Record list –
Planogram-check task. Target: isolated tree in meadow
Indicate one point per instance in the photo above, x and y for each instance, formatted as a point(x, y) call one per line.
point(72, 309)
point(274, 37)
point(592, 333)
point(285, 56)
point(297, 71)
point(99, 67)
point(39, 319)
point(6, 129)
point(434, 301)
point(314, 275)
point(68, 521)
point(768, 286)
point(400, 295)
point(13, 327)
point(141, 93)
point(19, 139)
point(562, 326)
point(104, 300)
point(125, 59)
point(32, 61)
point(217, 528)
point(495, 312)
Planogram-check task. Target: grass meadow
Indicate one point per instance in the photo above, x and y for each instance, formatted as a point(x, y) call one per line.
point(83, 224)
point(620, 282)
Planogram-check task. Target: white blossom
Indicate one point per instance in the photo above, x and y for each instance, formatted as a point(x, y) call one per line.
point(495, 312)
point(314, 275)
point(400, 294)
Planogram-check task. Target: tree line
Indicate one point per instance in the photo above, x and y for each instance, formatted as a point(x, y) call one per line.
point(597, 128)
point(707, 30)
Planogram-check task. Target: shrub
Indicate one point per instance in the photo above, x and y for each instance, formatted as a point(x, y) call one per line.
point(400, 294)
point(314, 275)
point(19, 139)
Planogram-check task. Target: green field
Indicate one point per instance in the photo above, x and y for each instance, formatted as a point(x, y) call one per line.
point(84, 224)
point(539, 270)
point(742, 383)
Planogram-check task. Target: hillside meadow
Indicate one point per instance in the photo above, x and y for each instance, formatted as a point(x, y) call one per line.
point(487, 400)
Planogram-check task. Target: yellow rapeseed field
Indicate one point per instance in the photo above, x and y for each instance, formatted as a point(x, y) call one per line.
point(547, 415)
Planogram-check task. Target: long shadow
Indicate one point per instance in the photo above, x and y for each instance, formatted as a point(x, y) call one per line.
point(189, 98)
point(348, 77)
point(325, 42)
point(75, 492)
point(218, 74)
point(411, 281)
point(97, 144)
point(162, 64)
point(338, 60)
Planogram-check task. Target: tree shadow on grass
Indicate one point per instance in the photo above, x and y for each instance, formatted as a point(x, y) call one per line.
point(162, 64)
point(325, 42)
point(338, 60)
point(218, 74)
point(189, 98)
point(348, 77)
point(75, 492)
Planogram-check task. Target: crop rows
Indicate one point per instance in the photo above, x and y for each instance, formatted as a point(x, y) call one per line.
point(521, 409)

Written task –
Retype every item above word for word, keeping them in their original order.

Result for this exercise –
Planogram-check task. Target: isolated tree in meadow
Indicate one point per instance in the photo above, x and y for each instance, formatted as a point(x, y) call one per line.
point(72, 309)
point(274, 37)
point(592, 333)
point(285, 56)
point(297, 71)
point(99, 67)
point(39, 319)
point(6, 129)
point(434, 301)
point(314, 275)
point(68, 521)
point(768, 286)
point(400, 295)
point(13, 327)
point(141, 93)
point(19, 139)
point(562, 326)
point(104, 300)
point(125, 59)
point(32, 61)
point(217, 528)
point(495, 312)
Planogram-check task. Target: grass meadow
Indicate one point per instance in the photo above, x and y for each instance, formatted as a point(x, y) call one per line.
point(83, 224)
point(620, 282)
Planogram-check task. Target: white blossom
Indicate one point per instance in the photo above, x and y for each instance, formatted as a point(x, y) call one per line.
point(495, 312)
point(314, 275)
point(400, 294)
Planogram-check task. Target: tree line
Indicate one point per instance in the photo above, x and y for each instance, formatted as a point(x, y) call one per line.
point(597, 128)
point(707, 30)
Planogram-check task. Target: shrub
Indicate one point per instance in the photo above, x and y for each instance, formatted as a point(x, y) call one per line.
point(400, 294)
point(314, 275)
point(19, 139)
Planogram-check task. Target: green field
Indicate one point per instance in the photo above, x and y for each instance, formatted as a point(x, y) call one per line.
point(84, 224)
point(539, 270)
point(742, 383)
Planogram-check task. Target: hillside meadow
Indicate one point per instance in the photo above, x and y for each instance, formatted as a point(x, y) call one per line.
point(487, 400)
Planogram-check task. Target: yellow rapeseed field
Indicate one point per instance in the photo above, x and y for each instance, formatted as a point(x, y) call one per line.
point(547, 415)
Planogram-check task. Target: long shadow
Indicate one point per instance in the photo above, x and y for each instance, formatted as a point(x, y) call one per line.
point(189, 98)
point(348, 77)
point(325, 42)
point(75, 492)
point(218, 74)
point(411, 281)
point(97, 144)
point(162, 64)
point(338, 60)
Planogram-check task. Target: tree shadow on grass
Indicate one point per instance in the photo above, x and y for each instance, formatted as a point(x, y) call one per line.
point(162, 64)
point(325, 42)
point(338, 60)
point(218, 74)
point(189, 98)
point(348, 77)
point(75, 492)
Planogram-check task. Target: crop rows
Indicate one point per instance in the photo above, x and y for each instance, formatted as a point(x, y) call one per line.
point(521, 409)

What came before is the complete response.